§ Aangeleverde tekst:

Nadia heeft zich ingeschreven bij een hogeschool in de Brusselse regio, die deel uitmaakt van het Franstalige gemeenschappelijke hoger onderwijsnetwerk. Ze draagt een hoofddoek en alles gaat goed voor haar aan het begin van het jaar binnen de instelling. Op een ochtend, terwijl ze in een gang stond te wachten, spreekt een lid van het onderwijzend personeel haar aan en vraagt haar om haar hoofddoek en sieraden af te doen, onder het voorwendsel dat deze outfit in strijd zou zijn met de neutraliteitsprincipes binnen de instelling. Ze heeft echter nooit gehoord van zo’n verbod en vindt niets expliciets in de schoolregels.
Wat zegt de wet?
De Belgische staat is verplicht, krachtens artikel 24 van de Grondwet, om neutraal onderwijs te verzekeren, vrij van enige religieuze, filosofische of politieke invloed. Dit neutraliteitsprincipe strekt zich ook uit tot het hoger onderwijs, waaronder hogescholen en universiteiten.
De vrijheid van meningsuiting, mening en godsdienst worden dus gegarandeerd in hogescholen en universiteiten, in overeenstemming met de Grondwet en het Europees Verdrag voor de Rechten van de Mens (EVRM). Studenten mogen dus in theorie dragen wat ze willen, inclusief levensbeschouwelijke tekens, zoals de hoofddoek.

§ Gegevens:
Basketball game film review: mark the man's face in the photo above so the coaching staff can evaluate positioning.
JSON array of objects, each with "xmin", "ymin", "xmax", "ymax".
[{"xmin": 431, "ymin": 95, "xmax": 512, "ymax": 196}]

§ Gegeven opdracht: Welk artikel van de Grondwet verplicht de Belgische staat volgens de tekst over de hoofddoek op de hogeschool om neutraal onderwijs te verzekeren?

§ Oplossing oefening: Artikel 24 van de Grondwet.